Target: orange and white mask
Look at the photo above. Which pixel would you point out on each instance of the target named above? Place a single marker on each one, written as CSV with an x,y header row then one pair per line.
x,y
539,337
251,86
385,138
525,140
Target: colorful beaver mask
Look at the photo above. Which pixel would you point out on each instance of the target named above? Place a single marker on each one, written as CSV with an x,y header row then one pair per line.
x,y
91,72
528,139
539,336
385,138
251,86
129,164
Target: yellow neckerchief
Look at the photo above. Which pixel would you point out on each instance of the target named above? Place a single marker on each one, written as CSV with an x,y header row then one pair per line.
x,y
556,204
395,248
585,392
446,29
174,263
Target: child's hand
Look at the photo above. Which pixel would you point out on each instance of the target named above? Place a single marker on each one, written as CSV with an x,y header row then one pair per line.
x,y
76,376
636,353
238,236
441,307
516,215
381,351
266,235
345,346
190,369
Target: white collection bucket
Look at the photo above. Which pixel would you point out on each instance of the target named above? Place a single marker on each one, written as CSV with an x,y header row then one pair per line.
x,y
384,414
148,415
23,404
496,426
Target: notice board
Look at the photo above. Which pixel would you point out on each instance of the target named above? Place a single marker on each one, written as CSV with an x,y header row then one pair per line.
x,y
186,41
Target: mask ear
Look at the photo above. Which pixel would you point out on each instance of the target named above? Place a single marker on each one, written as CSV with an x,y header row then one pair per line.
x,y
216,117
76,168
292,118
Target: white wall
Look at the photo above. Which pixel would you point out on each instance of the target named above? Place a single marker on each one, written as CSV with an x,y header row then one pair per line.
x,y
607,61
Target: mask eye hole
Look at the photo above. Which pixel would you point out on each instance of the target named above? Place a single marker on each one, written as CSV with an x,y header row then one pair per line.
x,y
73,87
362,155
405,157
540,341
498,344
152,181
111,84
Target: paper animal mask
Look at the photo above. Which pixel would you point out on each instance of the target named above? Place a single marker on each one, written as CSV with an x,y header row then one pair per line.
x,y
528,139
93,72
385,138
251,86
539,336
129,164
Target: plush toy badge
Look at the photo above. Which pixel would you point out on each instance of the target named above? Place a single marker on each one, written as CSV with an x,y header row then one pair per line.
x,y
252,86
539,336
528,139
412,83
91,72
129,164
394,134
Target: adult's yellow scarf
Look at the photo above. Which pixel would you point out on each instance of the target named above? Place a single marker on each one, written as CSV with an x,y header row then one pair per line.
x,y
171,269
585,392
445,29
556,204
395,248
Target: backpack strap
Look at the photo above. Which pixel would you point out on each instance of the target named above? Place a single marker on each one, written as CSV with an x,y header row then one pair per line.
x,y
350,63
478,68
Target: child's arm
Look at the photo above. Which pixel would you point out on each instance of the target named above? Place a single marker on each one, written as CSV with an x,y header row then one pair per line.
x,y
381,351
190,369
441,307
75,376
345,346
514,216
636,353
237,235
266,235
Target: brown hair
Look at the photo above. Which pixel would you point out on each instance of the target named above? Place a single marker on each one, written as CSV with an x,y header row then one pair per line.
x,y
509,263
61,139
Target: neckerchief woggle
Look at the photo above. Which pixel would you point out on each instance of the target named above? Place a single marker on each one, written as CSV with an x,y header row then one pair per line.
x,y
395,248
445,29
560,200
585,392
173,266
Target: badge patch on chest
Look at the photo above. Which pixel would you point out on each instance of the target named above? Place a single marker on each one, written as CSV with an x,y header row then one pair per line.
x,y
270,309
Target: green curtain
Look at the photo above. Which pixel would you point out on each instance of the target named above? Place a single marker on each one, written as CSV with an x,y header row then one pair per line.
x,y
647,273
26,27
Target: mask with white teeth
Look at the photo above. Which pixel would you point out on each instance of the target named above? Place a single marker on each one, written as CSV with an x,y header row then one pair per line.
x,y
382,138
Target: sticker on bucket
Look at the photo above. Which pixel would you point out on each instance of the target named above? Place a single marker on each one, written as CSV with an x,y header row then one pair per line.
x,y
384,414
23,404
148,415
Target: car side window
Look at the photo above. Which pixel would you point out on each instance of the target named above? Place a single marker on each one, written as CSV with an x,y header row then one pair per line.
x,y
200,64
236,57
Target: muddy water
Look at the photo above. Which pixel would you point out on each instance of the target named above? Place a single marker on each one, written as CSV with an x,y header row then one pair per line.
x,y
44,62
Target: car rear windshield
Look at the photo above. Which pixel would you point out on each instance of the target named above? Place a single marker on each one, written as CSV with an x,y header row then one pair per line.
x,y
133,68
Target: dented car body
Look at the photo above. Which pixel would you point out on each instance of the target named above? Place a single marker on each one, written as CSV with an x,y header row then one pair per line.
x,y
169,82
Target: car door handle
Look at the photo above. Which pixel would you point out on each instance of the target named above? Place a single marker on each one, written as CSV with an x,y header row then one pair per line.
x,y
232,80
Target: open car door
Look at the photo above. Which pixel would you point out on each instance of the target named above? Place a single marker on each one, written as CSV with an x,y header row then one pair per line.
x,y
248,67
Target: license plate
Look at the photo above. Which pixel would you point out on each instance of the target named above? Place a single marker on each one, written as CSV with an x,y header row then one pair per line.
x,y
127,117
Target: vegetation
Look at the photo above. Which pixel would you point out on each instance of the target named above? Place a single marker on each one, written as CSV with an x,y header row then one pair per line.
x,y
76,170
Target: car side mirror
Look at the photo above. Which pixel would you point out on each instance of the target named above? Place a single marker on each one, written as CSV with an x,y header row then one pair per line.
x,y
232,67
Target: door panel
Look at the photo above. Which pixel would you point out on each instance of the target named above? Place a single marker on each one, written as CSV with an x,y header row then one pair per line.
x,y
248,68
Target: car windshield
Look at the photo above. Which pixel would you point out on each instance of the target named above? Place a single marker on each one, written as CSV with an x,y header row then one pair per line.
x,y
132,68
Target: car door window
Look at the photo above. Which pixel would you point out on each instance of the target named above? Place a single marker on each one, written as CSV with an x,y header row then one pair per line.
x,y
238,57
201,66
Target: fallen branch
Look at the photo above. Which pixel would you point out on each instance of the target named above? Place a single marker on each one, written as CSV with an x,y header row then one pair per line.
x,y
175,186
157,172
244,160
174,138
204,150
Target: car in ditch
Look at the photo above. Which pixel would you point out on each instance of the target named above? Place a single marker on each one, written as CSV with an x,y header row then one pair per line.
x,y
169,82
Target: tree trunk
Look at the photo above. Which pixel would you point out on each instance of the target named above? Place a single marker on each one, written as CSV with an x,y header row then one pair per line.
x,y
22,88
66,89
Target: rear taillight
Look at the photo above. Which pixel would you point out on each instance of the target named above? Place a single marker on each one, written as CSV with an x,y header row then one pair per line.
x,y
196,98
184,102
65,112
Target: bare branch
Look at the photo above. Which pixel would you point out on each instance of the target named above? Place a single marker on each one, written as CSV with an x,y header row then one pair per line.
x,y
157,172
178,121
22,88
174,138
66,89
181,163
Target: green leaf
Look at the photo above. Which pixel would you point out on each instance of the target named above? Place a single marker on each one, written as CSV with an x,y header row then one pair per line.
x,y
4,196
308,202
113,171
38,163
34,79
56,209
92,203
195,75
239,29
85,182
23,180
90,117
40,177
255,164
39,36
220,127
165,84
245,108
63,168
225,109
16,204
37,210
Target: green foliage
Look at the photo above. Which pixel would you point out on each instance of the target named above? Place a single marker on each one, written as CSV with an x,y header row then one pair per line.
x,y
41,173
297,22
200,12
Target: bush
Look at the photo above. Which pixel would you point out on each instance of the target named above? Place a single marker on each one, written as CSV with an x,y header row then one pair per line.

PROBLEM TO SOLVE: Copy out all of the material above, word for word and line for line, without changing anything.

THE ANSWER:
Target: orange and white mask
Look at the photo above. Which pixel would you point out on each instance of the target named above? Place a single marker on each one, written as CSV with an x,y header row then one pair per line.
x,y
539,337
251,86
385,138
525,140
Target: colorful beaver mask
Look at the photo above. Which pixel would you point out on each instance of the target named above? Place a single marker on each one, written as CSV with an x,y header row then one pair per line.
x,y
91,72
528,139
539,336
385,138
251,86
129,164
Target: yellow neckerchief
Look at the photo above. Which pixel would you point out on each instance of the target named above? Place a single marker on each one, written as CSV with an x,y header row then one pair per line.
x,y
556,204
395,248
585,392
446,29
174,263
Target: child's hand
Look at the photo above. Which pixel would you point out on each instance of the target named above? Place a single marker on each one, written as CSV with an x,y header row then one pair per line.
x,y
76,376
636,353
238,236
441,307
516,215
381,351
266,235
345,346
190,369
Target: white collection bucket
Look at the photo above. Which pixel would you point out on each instance of the target named above? Place a single marker on each one, written as CSV with an x,y header row then one pair per line.
x,y
384,414
148,415
23,404
496,426
Target: notice board
Look at the photo above. Which pixel would you point out on each instance of the target named above? Place a single marker on each one, written as CSV with an x,y header row then one pair per line.
x,y
186,41
Target: mask ear
Look at the photo above. Which pixel would you point out on each instance of the target named above? Place a single marker on each one, written as CSV with an x,y header row then one pair per line.
x,y
216,117
76,168
292,118
Target: white wall
Look at the photo above. Which pixel would you point out on each instance of the target named above? Place a single marker on each one, written as CSV with an x,y header row then one pair per line.
x,y
607,61
Target: mask eye hole
Look at the photo above. Which pixel would you point out on each instance of the target named above? Place a single marker on each one, written as CSV with an x,y header row then one pair per line.
x,y
73,87
362,155
405,157
540,341
498,344
152,181
111,84
Target: paper animal mask
Look at the photo above. Which pixel would you point out on each instance of the target named above? Place a single marker on each one, written as CSV with an x,y header row then one pair per line.
x,y
528,139
93,72
385,138
251,86
539,336
129,164
Target: plush toy badge
Look at the photo above. Which pixel would you point out on each instance of the target named above? Place a single marker on each one, written as CSV with an x,y header row then one pair per line.
x,y
252,86
539,336
528,139
412,83
91,72
129,164
394,134
Target: adult's yellow scarf
Look at the photo above. Which pixel would you point out on each instance of the target named above? Place a single marker on each one, written as CSV with an x,y header row then one pair per line.
x,y
171,269
585,392
445,29
556,204
395,248
Target: backpack strap
Look at the photo above. Which pixel would you point out on each instance of the target named above? Place a single marker on each one, written as CSV with an x,y header row then one pair per line.
x,y
350,63
478,68
Target: child's arm
Look at the photo above. Which pixel would you point out on each instance of the target named above? Place a single marker on each one, written as CSV with an x,y header row then one pair per line.
x,y
381,351
190,369
441,307
75,376
345,346
514,216
636,353
237,235
266,235
Target: brown hair
Look at the photo above. Which pixel would you point out on each instance of the target named above? Place a single marker on each one, written as CSV with an x,y header row then one pair per line.
x,y
509,263
61,139
Target: neckerchief woggle
Look at the photo above. Which pixel would you point out on each instance of the target named above? Place a single marker on each one, written as CSV with an x,y header row then one pair per line.
x,y
395,248
445,29
560,200
585,392
173,266
Target: badge patch on chest
Look at the photo above. Which pixel would you point out on each instance of the target named above? Place a single marker on each one, written as CSV with an x,y header row then one pair per line.
x,y
270,309
Target: green curtain
Look at the photo above. Which pixel would you point out on each instance of the target named above? Place a single marker on each one, written as CSV with an x,y header row then one pair per line.
x,y
647,273
26,27
Target: mask with white teeth
Look at the photo above. Which pixel would you point out on each instance of the target named above? Place a single marker on each one, written as CSV with an x,y header row then one pair per line.
x,y
382,138
Target: sticker on bucket
Look at the photo above. Which pixel would you point out on each instance of the target named above? Place a single marker on each one, written as CSV with an x,y header row then one pair per line.
x,y
384,414
23,404
148,415
Target: car side window
Look at the photo above. Which pixel would you point out on each instance of the target named above? Place a single marker on each one, written as CSV with an x,y header row then one pair per line.
x,y
200,64
236,57
Target: muddy water
Look at the photo above. Which pixel would you point out on each instance of the target named above? Place a single marker on each one, written as CSV with an x,y header row then one pair per line.
x,y
44,62
Target: car rear windshield
Look at the photo above. Which pixel would you point out on each instance of the target named above? Place a single marker on each one, written as CSV with an x,y header row then one pair per line.
x,y
133,68
Target: dented car body
Look at the photo above. Which pixel would you point out on each instance of the target named above? Place a single marker on each one, written as CSV with an x,y header row then one pair per line.
x,y
169,82
Target: car door handle
Look at the photo above. Which pixel would you point out on each instance of the target named above? Place a single marker on each one, written as CSV with an x,y header row then one pair per line.
x,y
232,80
Target: open car door
Look at the photo above. Which pixel would you point out on each instance of the target named above? Place a single marker on each one, written as CSV with an x,y header row then one pair per line.
x,y
248,67
Target: license plate
Look at the photo above. Which pixel would you point out on each instance of the target named above? Place a single marker on each one, written as CSV with an x,y header row then one pair per line.
x,y
127,117
Target: vegetation
Look at the photo above. Which pixel would you point out on each instance of the target named above? Place a single marker on each one, written as CSV with an x,y header row then one pair per line.
x,y
76,170
Target: car side mirror
Look at the photo above. Which pixel would you point out on each instance of the target named above? Place a single marker on each one, written as CSV with an x,y header row then one pair per line.
x,y
232,67
Target: door panel
Look at the photo above. Which pixel would you point out on each instance of the target named above? Place a single marker on each one, written as CSV with an x,y header row then one pair per line.
x,y
248,68
Target: car windshield
Look at the photo above. Which pixel would you point out on each instance of the target named above? Place a single marker on each one, written as CSV with an x,y header row then one pair per line.
x,y
132,68
Target: car door window
Look at the photo above. Which pixel would you point out on each instance of the target named above? Place a single marker on each one, written as CSV with an x,y header row then one pair per line.
x,y
238,57
201,66
Target: fallen branch
Look at the photo above. Which pixel would you point out on each instance of the target named above? Place a single marker on each one, written as CSV with an x,y header row then one pair per line.
x,y
175,186
157,172
244,160
174,138
204,150
Target: car in ditch
Look at the photo above. Which pixel would you point out on each instance of the target named above? Place a single marker on each one, written as CSV with an x,y header row then one pair per line.
x,y
169,82
Target: tree trunk
Look at the photo above. Which pixel would you point out on each instance of the target named above? Place a single marker on each one, written as CSV with an x,y header row then one pair per line.
x,y
22,88
66,89
Target: rear taillight
Look at the photo above. Which pixel would you point out on each instance of the target named above? Place a single marker on each one, written as CSV with an x,y header row then one pair per line.
x,y
196,98
184,102
65,112
Target: bare branch
Look at the photo above. Which pixel would you point out on each instance of the target named above? Place a single marker on each one, written as CSV with an x,y header row then one pair per line.
x,y
157,172
178,121
22,88
174,138
66,89
181,163
Target: green leaf
Look at the photo above. Which pixel would you point out on each instance of the target named above? Place a single marker on each one, written as CSV with an x,y header row then one pair per line.
x,y
4,196
308,202
113,171
38,163
34,79
56,209
92,203
195,75
239,29
85,182
23,180
90,117
40,177
255,164
39,36
220,127
165,84
245,108
63,168
225,109
16,204
37,210
Target: green foliage
Look at the photo above. Which pixel would you point out on each instance of the target named above? Place a single marker on each one, written as CSV with an x,y header row then one pair per line.
x,y
41,173
297,22
200,12
Target: bush
Look at the photo above. Which pixel would you point out on each instance of the target named above? Place a single marker on each one, written as CSV with an x,y header row then one pair per line.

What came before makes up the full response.